◆ RECORDS FOR THIS TASK ◆
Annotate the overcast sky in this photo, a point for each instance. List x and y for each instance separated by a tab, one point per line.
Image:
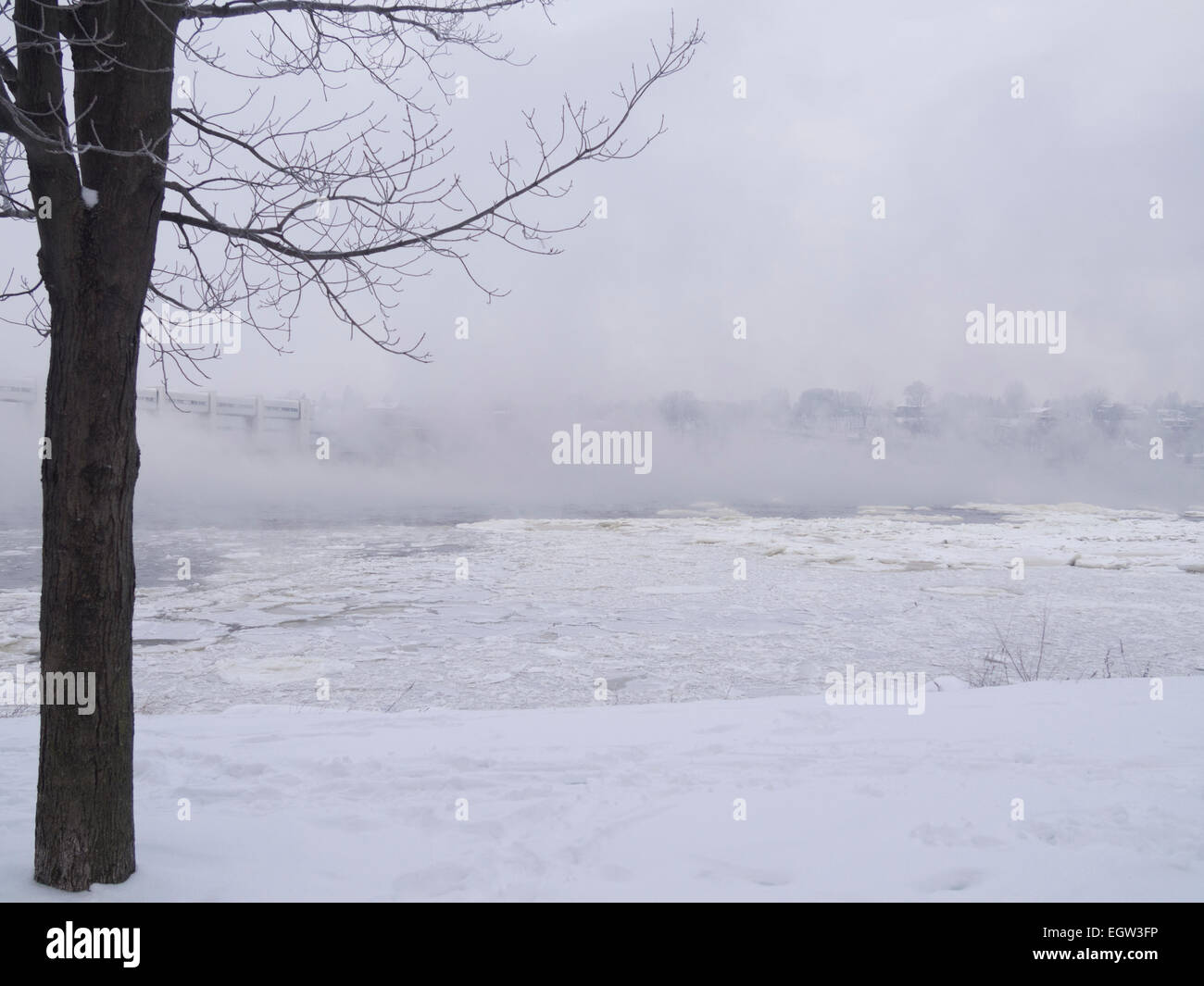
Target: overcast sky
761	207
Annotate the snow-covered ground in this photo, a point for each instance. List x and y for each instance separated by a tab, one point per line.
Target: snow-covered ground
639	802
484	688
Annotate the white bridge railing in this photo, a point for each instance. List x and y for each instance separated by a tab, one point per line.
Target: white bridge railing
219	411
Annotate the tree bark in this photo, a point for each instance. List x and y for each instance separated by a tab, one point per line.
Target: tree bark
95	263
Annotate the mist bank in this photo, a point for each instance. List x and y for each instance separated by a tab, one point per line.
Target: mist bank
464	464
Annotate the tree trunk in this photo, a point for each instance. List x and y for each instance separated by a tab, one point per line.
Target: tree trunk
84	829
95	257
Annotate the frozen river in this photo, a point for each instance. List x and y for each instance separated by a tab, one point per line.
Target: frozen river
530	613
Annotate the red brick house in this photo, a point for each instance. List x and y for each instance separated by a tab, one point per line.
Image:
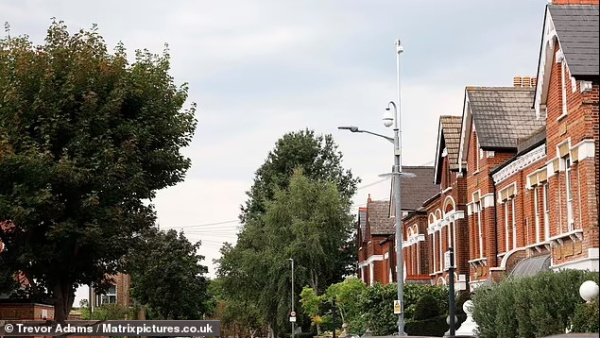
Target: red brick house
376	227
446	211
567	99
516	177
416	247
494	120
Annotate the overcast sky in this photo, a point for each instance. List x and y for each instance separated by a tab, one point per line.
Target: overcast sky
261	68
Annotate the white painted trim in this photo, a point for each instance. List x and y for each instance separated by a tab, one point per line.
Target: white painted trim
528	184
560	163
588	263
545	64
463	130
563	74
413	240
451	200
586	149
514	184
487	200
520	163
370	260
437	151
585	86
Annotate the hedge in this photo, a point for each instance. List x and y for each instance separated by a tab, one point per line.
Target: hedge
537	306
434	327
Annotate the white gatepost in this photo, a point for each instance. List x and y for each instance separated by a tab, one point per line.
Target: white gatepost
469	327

◆ EXERCISE PROMPT ◆
Rewrite the material above, changing every "overcast sky" to "cloudy sky" and keeping everything else unchanged. Leave the pictures out.

◆ TASK SOLUTION ◆
Annotate the cloudy sky in this photo, a point for each instance. List x and y for each instance separated by a tab, one point per line.
Image:
Target: cloudy sky
761	207
Annotate the snow-covered ground in this photo, a point for each instance. List x and y for each instance separated by a tab, one point per line.
Target: snow-covered ground
639	802
484	688
Annotate the white bridge railing in this photo, a point for each instance. List x and y for each instance separated by a tab, one point per line.
Target: white bridge railing
219	411
Annotate the tree bark in this photo, a point for each instance. List x and y for each instance separated by a tab, one point per line.
Target: tree bark
95	263
Annotate the mist bank in this photo, a point for each instance. List x and y for each instance separated by a tab, one point per line.
Target: mist bank
464	464
Annotate the tree trunk in this photo, a point for each instance. List x and y for each instance separated by a tab, one point per line.
Target: tree trunk
84	829
95	257
Annotate the frozen river in this photo, a point for each instance. List x and y for each instance separated by a tab, one point per line.
Target: frozen river
530	613
Annotate the red brick house in this photo, a point for each instance. List x and y for each instance separated by a tab, one point per line.
Image:
Target: red brick house
376	227
446	211
567	99
516	177
416	247
494	120
Annotate the cloudy sky in this photo, a point for each instance. List x and y for each instance separated by a tab, one point per line.
Target: cloudy sky
261	68
Annotate the white painted trim in this photo, a point for each instance. List x and y for each instance separated by a tab, one point per line.
Target: white painted trim
528	184
560	163
588	263
545	64
463	130
563	74
413	240
451	200
586	149
514	184
487	200
520	163
370	260
437	151
585	86
Annotate the hedge in this photo, a point for each instance. List x and y for each instance separated by a tab, one point per line.
Target: hedge
537	306
434	327
Annotate the white gatepost in this photo, a point for each instance. List x and y for each instance separated by a tab, one point per line.
Target: white gatepost
469	327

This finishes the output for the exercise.